▸ Text shown:

━━━━━━━━━━━━━━━━

Unnecessary Medication
My wife (we discovered through successive deliveries) has a tendency to hit a plateau for a few hours and then come back with intense contractions that make up for the "lost time." During her plateau, the doctor prescribed pitocin. She ended up having not only her intense contractions, but magnified intensity due to the unnecessary pitocin prescription. Because the pitocin was giving her such intense contractions, she wasn't able to handle them, so they gave her an epidural. Because she couldn't feel anything, she pushed too hard and created an anal fissure.

Intervening Nursing
Every ten minutes, all night long, constant annoyance, constant pestering, constant "evaluation". At one point, I got so crabby with them that they tried to have me ejected from the floor. "Look, I'm just trying to tell you to lay off my wife and let her get some much needed rest!" "Sir, if you don't let us do our job, we'll have to remove you from the delivery room."

━━━━━━━━━━━━━━━━

▸ Source material:

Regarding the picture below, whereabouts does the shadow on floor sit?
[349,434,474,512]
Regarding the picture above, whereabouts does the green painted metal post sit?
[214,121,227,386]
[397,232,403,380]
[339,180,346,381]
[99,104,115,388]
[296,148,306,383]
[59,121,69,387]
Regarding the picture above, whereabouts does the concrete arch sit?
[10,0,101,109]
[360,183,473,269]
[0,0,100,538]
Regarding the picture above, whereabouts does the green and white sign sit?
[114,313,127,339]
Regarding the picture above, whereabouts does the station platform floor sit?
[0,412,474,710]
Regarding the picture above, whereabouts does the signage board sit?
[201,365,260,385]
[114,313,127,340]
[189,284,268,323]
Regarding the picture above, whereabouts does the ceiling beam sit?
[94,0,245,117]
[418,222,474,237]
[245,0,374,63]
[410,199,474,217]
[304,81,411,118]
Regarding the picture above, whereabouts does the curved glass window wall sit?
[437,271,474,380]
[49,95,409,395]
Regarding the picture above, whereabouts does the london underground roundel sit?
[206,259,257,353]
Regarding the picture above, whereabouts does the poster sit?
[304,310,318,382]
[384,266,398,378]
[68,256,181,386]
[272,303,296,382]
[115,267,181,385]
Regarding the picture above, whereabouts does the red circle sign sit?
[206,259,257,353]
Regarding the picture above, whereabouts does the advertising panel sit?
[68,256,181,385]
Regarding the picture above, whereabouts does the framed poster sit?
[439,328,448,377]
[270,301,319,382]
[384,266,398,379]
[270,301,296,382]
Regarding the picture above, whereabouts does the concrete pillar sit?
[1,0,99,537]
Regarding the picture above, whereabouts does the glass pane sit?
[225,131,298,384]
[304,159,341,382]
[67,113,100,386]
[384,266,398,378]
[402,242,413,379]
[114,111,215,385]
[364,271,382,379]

━━━━━━━━━━━━━━━━

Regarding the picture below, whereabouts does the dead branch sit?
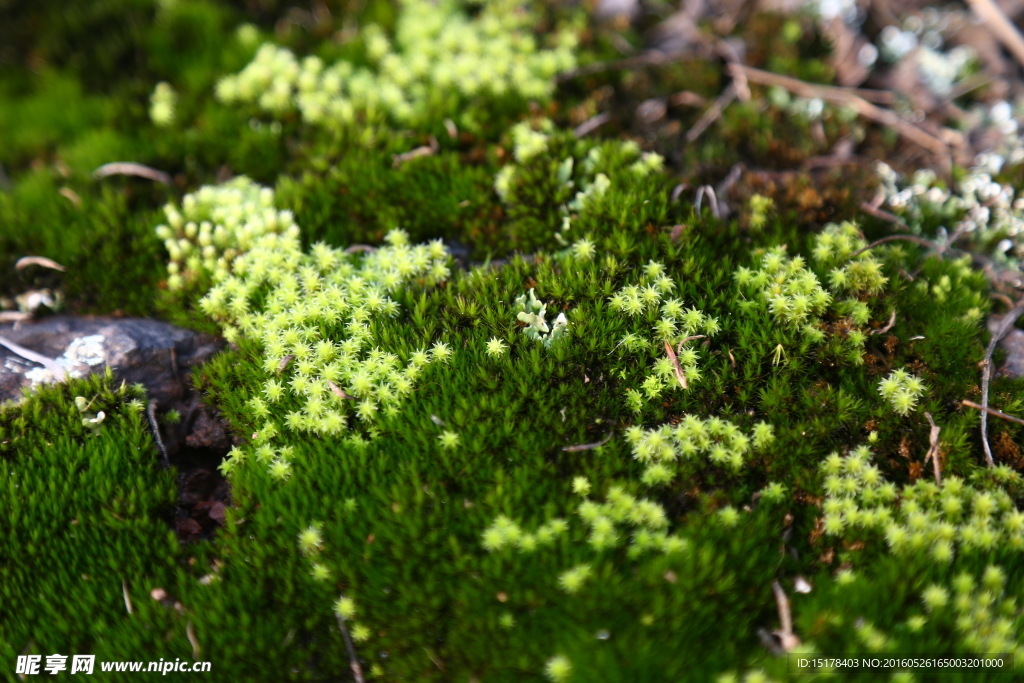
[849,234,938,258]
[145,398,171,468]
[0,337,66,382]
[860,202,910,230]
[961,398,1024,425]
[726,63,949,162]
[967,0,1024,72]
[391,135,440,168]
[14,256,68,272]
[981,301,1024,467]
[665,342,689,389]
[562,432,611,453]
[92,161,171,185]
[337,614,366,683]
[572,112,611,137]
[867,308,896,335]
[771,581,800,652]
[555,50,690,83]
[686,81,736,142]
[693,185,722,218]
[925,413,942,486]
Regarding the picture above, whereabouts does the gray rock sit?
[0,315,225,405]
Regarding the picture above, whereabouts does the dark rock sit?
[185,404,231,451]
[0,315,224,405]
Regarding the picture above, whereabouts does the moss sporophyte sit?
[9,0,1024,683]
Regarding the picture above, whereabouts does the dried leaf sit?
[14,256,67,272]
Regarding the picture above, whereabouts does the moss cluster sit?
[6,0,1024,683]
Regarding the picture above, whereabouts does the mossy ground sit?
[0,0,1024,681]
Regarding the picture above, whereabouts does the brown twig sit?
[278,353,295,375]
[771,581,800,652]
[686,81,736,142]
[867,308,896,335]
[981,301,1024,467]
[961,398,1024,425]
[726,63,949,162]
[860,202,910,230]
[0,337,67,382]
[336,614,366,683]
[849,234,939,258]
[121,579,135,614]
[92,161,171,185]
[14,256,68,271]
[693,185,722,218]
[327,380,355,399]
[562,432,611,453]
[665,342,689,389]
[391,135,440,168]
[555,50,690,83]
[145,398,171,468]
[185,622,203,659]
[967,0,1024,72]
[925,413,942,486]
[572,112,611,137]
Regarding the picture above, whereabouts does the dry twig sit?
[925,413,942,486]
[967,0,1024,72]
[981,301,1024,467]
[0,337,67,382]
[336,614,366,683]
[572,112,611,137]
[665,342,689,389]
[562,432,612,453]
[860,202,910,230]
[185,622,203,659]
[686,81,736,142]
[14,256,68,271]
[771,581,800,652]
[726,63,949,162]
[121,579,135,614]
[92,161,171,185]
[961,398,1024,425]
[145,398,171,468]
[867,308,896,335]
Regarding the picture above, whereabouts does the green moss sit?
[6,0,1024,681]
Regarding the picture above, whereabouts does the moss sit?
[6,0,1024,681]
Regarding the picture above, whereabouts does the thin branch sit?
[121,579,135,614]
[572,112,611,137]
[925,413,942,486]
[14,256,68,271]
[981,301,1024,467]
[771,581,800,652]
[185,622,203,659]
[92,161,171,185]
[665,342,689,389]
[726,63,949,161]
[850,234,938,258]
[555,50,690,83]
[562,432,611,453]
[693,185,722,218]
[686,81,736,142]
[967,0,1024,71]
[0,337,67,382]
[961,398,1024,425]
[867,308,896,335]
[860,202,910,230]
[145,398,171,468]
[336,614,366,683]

━━━━━━━━━━━━━━━━

▸ Activity A: Reproduce the passage of the hospital delivery account between "Unnecessary Medication" and "an anal fissure.", inclusive.
▸ Activity B: Pick up the hospital delivery account after its last line and continue writing it.

▸ Answer section A:
Unnecessary Medication
My wife (we discovered through successive deliveries) has a tendency to hit a plateau for a few hours and then come back with intense contractions that make up for the "lost time." During her plateau, the doctor prescribed pitocin. She ended up having not only her intense contractions, but magnified intensity due to the unnecessary pitocin prescription. Because the pitocin was giving her such intense contractions, she wasn't able to handle them, so they gave her an epidural. Because she couldn't feel anything, she pushed too hard and created an anal fissure.

▸ Answer section B:
...and the personal issues between my wife and I which had been the discussions during the previous two weeks about getting a divorce. (Hey! I grew up! We didn't get a divorce and I learned, matured and developed into a pretty decent guy who realized his mistakes! )

Our home-births were soooooooo much better! So gentle! So peaceful! So resting! My wife has commented at every birth, lying in our bed, cradling the newest member of the family ("Fresh out! Brand new! Gotta love me!") that she really likes the trip from the delivery room to her bedroom--as she rolls over and snuggles into her pillow on the bed where she delivered.

rmzbm 11-30-2006 11:29 PM

I've created a monster! My DH is homebirth crazy now - he really looked into it & is 200% in favor of it!

Though he has also made it clear he will support whatever I choose.

He's perfect in every way...

herbanmama 12-01-2006 10:29 AM

Quote:
Originally Posted by Benjamin Rogers View Post
Patient Abuse by Doctor
The doctor fisting my wife and ripping the placenta out. She had just delivered, I was watching in a mirror because I was busy comforting her through it, I looked down and watched him push his fist into her and pull out the placenta. I looked down because she had gasped with agony. I didn't know enough at the time to know that wasn't the right thing to do and for that I feel ashamed.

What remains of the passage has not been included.